Written exercise
Omit the pictures and return every entry exactly as written.

Material provided
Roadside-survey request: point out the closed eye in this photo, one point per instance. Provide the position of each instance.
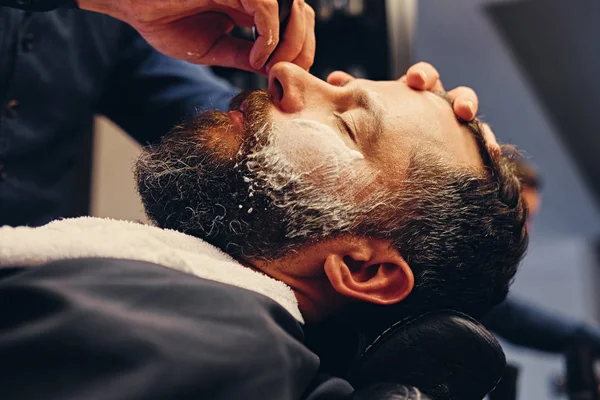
(346, 127)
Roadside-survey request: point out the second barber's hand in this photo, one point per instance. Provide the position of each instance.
(199, 30)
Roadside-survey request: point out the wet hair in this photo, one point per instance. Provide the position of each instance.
(460, 230)
(528, 175)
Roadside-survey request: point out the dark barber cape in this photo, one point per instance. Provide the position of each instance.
(116, 329)
(57, 70)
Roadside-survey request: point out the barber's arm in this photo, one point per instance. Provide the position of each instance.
(148, 93)
(530, 326)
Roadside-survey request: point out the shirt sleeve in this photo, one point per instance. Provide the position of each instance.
(38, 5)
(533, 327)
(148, 93)
(116, 329)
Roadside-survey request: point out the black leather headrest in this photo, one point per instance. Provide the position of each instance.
(446, 354)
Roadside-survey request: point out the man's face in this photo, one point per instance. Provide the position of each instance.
(301, 162)
(347, 135)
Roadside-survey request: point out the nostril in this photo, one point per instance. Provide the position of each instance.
(278, 90)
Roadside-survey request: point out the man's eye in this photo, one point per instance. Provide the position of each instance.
(345, 126)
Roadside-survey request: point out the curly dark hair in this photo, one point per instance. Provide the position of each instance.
(463, 234)
(460, 230)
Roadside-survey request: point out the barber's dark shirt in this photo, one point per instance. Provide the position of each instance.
(57, 70)
(107, 329)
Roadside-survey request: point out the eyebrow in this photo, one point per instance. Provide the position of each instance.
(363, 99)
(475, 129)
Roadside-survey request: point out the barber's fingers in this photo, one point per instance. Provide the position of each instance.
(266, 20)
(205, 39)
(466, 102)
(293, 42)
(423, 76)
(339, 78)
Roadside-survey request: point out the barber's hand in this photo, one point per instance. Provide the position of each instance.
(199, 30)
(423, 76)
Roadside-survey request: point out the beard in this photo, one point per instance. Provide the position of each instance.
(250, 203)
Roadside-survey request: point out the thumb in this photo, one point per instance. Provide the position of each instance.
(202, 39)
(210, 42)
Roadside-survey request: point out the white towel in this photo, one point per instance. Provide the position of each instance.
(89, 237)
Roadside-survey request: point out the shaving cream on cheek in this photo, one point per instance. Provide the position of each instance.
(314, 144)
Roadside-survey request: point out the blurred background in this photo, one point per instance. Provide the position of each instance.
(535, 65)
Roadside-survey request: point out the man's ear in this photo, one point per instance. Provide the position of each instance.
(370, 270)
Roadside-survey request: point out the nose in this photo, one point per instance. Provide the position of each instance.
(293, 89)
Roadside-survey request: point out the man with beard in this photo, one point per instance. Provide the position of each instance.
(357, 200)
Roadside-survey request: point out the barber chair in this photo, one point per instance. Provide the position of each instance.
(445, 354)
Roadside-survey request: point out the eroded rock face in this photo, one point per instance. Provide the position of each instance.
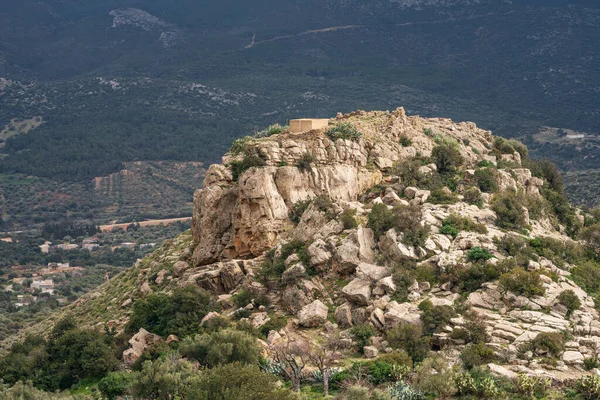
(313, 315)
(243, 219)
(139, 342)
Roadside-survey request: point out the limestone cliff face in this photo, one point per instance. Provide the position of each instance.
(243, 219)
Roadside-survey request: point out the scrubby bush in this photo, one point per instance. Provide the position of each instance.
(409, 338)
(381, 219)
(523, 283)
(588, 387)
(478, 254)
(533, 387)
(470, 278)
(345, 131)
(434, 377)
(509, 146)
(274, 266)
(407, 219)
(569, 299)
(487, 179)
(235, 382)
(510, 211)
(298, 209)
(403, 274)
(305, 162)
(511, 244)
(361, 335)
(115, 384)
(245, 297)
(249, 161)
(222, 347)
(271, 130)
(454, 223)
(405, 141)
(476, 354)
(447, 158)
(274, 324)
(434, 318)
(552, 343)
(587, 275)
(442, 196)
(348, 218)
(179, 314)
(472, 195)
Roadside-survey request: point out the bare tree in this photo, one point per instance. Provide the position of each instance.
(293, 356)
(324, 356)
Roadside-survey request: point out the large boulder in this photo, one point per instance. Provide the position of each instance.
(358, 291)
(343, 315)
(401, 313)
(371, 272)
(313, 315)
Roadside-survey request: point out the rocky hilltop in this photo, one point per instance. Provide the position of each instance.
(424, 233)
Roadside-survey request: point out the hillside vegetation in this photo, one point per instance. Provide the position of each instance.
(384, 257)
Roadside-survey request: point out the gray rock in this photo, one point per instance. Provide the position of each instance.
(370, 352)
(343, 315)
(358, 291)
(313, 315)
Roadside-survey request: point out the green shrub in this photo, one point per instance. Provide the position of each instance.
(447, 158)
(409, 338)
(511, 245)
(249, 161)
(115, 384)
(533, 387)
(434, 377)
(179, 314)
(345, 131)
(487, 179)
(348, 218)
(271, 130)
(222, 347)
(485, 164)
(245, 297)
(305, 162)
(434, 318)
(407, 220)
(588, 387)
(240, 145)
(470, 278)
(234, 382)
(298, 209)
(509, 209)
(509, 146)
(274, 324)
(275, 266)
(442, 196)
(476, 354)
(478, 254)
(403, 274)
(361, 335)
(551, 342)
(454, 223)
(405, 141)
(472, 195)
(449, 230)
(569, 299)
(474, 384)
(523, 283)
(381, 219)
(587, 275)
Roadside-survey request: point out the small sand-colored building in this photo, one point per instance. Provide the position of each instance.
(307, 124)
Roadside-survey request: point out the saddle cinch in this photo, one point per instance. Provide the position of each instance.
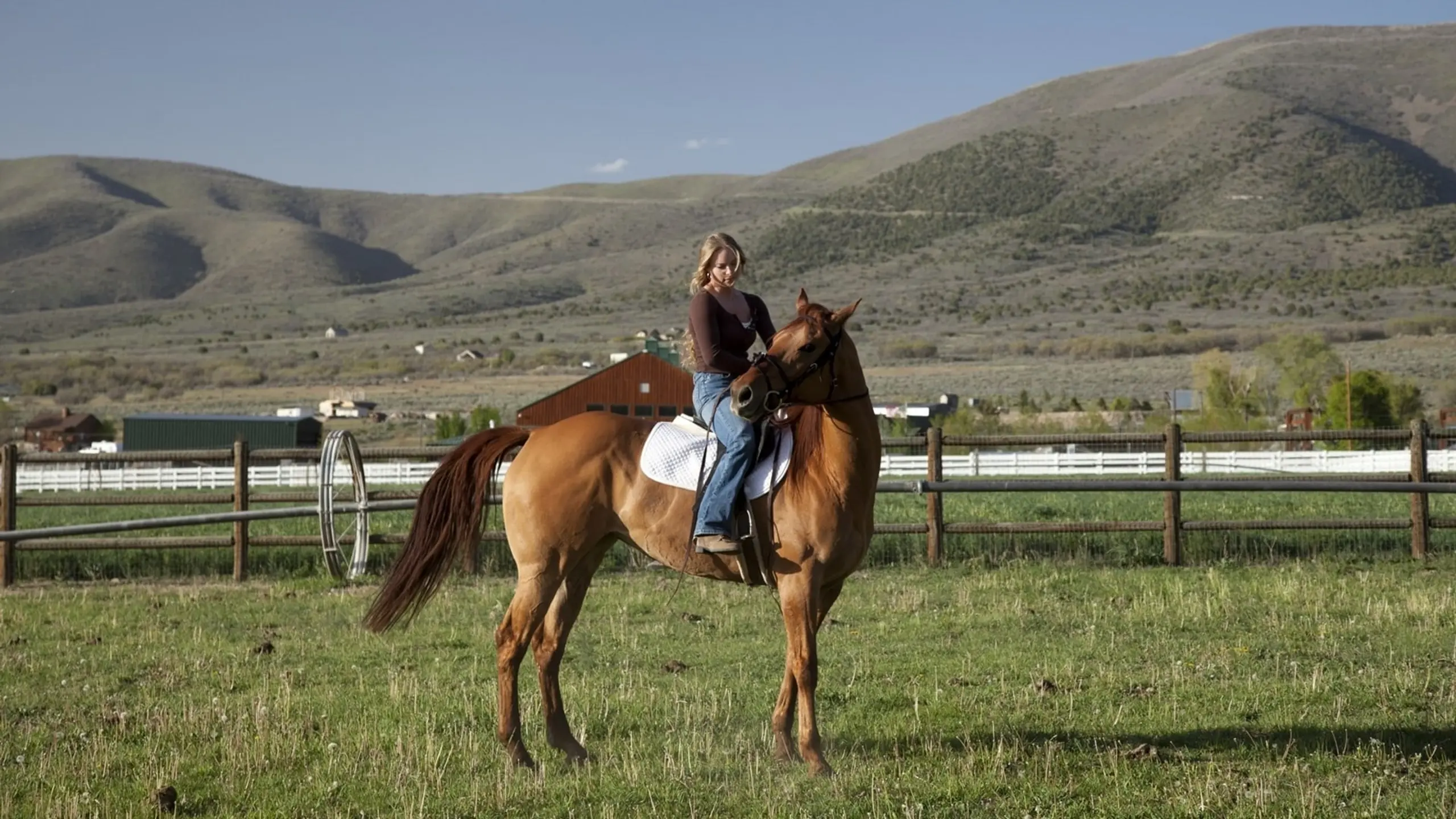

Exercise output
Roadside-survey request: point out the closed eye in this photo, one point per instance. Provide the position of each instance.
(346, 127)
Roadside-survey request: point out the second barber's hand in this photo, one point per instance. Provide the position of each instance.
(199, 30)
Roadside-survey request: point out the wet hair in this photo, one point per instance. Provide the position of each instance.
(460, 230)
(528, 175)
Roadside-survey request: point out the dark barber cape in this photo, one point per instance. Provide the position of each instance.
(116, 329)
(57, 70)
Roadside-survey request: point out the barber's arm in this photo, one point per instance. Provide the position of each instance.
(148, 93)
(530, 326)
Roadside-survey request: point out the shirt sleeve in this photo, one point per instance. Provide the position of each instance.
(38, 5)
(533, 327)
(148, 93)
(116, 329)
Roadside-survey request: point out the black leather headrest in this photo, one point per instance. Provide the position of each instance.
(446, 354)
Roadside-survey request: point out the man's face in this photo, one point per instance. Provide the position of each instance.
(301, 162)
(347, 135)
Roadside-survey request: point out the nostril in this photo, one point per instance. Provide the position of each instance.
(278, 90)
Roadside-survey request: point out the man's eye in this photo, one point per instance. Provide the position of each instance.
(345, 126)
Roadside-survey request: point out the curly dark hair in this photo, one point per instance. Provide the position of each instance.
(463, 234)
(460, 230)
Roadside-survey request: point out the barber's dark shirt in this photo, one point per instance. Provide the position of each instance.
(57, 70)
(107, 329)
Roadside-survey request: point out the eyebrow in this photo, one point per instance. Provide the position of each instance.
(363, 99)
(475, 129)
Roadside-survey request: point out the barber's fingers in this photo, one point per instance. Provide the position of each instance.
(266, 20)
(205, 39)
(466, 102)
(293, 42)
(423, 76)
(339, 78)
Roadside-survey request: point out the barber's hand in this photo, one point per instance. Provide the position of each instance.
(199, 30)
(423, 76)
Roadside-survey request: point out the beard in this photo, one point per instance. Provide the position of each instance.
(250, 203)
Roadside-survey request: point out the thumb in this photo, one point per instance. Provide the position of each instance.
(202, 39)
(210, 42)
Roadside-survey request: point out the white towel in this photo, one point per instance. Provide the position of each instance.
(89, 237)
Roadside-survey request: point out the shaving cream on cheek in this photo, one point per instance. Provide the position of each instance.
(314, 144)
Roadside-survey request: point out the blurred background in this photo, one point per instance. Provide the position of each instance.
(535, 65)
Roadside-survey request: point out the man's ear in this photo, one point per instance. Provide the position of each instance.
(370, 270)
Roadside-survey request: point out the nose in this photo, one point per instance. Provide the position of each instance.
(293, 89)
Roadside-survey request: point out the man with beard in this photo, one point per instance. Provide the position of each instance.
(357, 200)
Roadside-survey request: point out the barber chair in this photo, one point per instance. Provide the position of each instance.
(445, 354)
Roadside-survey request: point out the eroded rock face in this photo, one point per instance. Provide the position of each instance.
(313, 315)
(243, 219)
(139, 342)
Roadside-survey request: point out the limestone cliff face in this photo, one point per instance. Provide the position of each instance.
(243, 219)
Roadside-survey request: point out the scrubby bush in this photo, one point per instance. Provide the position of each instance.
(409, 338)
(381, 219)
(523, 283)
(588, 387)
(478, 254)
(533, 387)
(470, 278)
(345, 131)
(434, 377)
(509, 146)
(274, 266)
(407, 219)
(569, 299)
(487, 179)
(235, 382)
(510, 211)
(298, 209)
(403, 274)
(305, 162)
(511, 244)
(361, 335)
(115, 384)
(245, 297)
(249, 161)
(222, 347)
(271, 130)
(454, 223)
(405, 141)
(476, 354)
(447, 158)
(274, 324)
(434, 318)
(552, 343)
(587, 275)
(442, 196)
(348, 218)
(179, 314)
(472, 195)
Roadside-survey request: point out the bare tree in this photo, one point per instance. Provide the position of each instance.
(293, 356)
(324, 356)
Roadside-survey request: point out the large boulder in this photo, one point per instance. Provide the position of each instance.
(358, 291)
(343, 315)
(401, 313)
(371, 272)
(313, 315)
Roadside-survey request: point out the rocky hilltop in this photo, one point per instance. Provide the position of each instance.
(424, 233)
Roadside-survey request: point out the hillside vegetation in this photo, one point per instance. Provide the position of each instance.
(384, 257)
Roadside-survey request: point out the gray rock in this photo, one point per instance. Provide the position of each instance.
(370, 352)
(343, 315)
(358, 291)
(313, 315)
Roadside-survey request: point out the green shrub in this photo, one point per instance. Provide the position of each instance.
(447, 158)
(409, 338)
(511, 245)
(249, 161)
(115, 384)
(533, 387)
(434, 377)
(179, 314)
(345, 131)
(487, 179)
(348, 218)
(271, 130)
(222, 347)
(485, 164)
(245, 297)
(305, 162)
(434, 318)
(407, 220)
(588, 387)
(240, 145)
(470, 278)
(234, 382)
(298, 209)
(509, 209)
(509, 146)
(274, 324)
(275, 266)
(442, 196)
(476, 354)
(478, 254)
(403, 274)
(361, 335)
(551, 342)
(454, 223)
(405, 141)
(472, 195)
(449, 230)
(569, 299)
(474, 384)
(523, 283)
(381, 219)
(587, 275)
Roadside-survey request: point out the small sand-colored building in this photo, one point per instance. Provide the position of each instance.
(307, 124)
Roadside-survey request: point out the saddle cinch in this photo, one point per instance. Provide the position of each instance.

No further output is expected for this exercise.